> [REQUEST] Rewrite the listing from the line containing "of the potted" through the end, changing "potted plant" to "houseplant" and leaving everything else as it is.

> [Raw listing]
◇ ◇ ◇ ◇ ◇
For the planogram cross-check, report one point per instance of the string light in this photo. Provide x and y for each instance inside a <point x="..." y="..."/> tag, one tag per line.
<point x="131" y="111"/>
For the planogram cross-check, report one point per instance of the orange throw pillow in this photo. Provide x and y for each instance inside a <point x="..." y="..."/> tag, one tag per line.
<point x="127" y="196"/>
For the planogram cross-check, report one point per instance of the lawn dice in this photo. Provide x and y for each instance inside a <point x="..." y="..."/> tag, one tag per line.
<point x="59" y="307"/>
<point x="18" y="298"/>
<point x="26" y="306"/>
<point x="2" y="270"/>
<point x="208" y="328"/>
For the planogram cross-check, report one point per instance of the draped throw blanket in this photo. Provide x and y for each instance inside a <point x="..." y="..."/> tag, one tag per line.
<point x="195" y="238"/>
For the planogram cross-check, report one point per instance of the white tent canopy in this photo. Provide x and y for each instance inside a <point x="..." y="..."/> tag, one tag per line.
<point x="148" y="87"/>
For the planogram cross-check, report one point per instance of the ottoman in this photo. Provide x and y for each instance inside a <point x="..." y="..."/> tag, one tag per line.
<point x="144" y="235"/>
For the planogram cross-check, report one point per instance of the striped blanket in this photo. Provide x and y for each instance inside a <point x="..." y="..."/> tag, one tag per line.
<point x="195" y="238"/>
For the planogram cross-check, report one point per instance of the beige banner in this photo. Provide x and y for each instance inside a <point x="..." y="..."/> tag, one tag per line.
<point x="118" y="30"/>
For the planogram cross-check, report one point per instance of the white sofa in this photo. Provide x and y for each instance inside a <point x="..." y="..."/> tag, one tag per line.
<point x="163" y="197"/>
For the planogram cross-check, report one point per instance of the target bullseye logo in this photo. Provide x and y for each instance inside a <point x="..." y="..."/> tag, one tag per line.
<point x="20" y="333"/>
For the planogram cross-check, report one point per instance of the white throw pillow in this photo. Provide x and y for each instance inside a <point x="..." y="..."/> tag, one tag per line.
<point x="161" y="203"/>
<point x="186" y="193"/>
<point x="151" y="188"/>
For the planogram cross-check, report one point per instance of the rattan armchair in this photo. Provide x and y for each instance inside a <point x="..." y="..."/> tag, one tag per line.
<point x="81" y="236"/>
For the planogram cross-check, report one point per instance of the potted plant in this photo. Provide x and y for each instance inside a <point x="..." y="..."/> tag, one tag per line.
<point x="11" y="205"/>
◇ ◇ ◇ ◇ ◇
> [THE ANSWER]
For the planogram cross-check, report one point per instance of the houseplant in this photo. Provide x and y for each instance inside a <point x="..." y="..."/> tag, one tag per line.
<point x="11" y="205"/>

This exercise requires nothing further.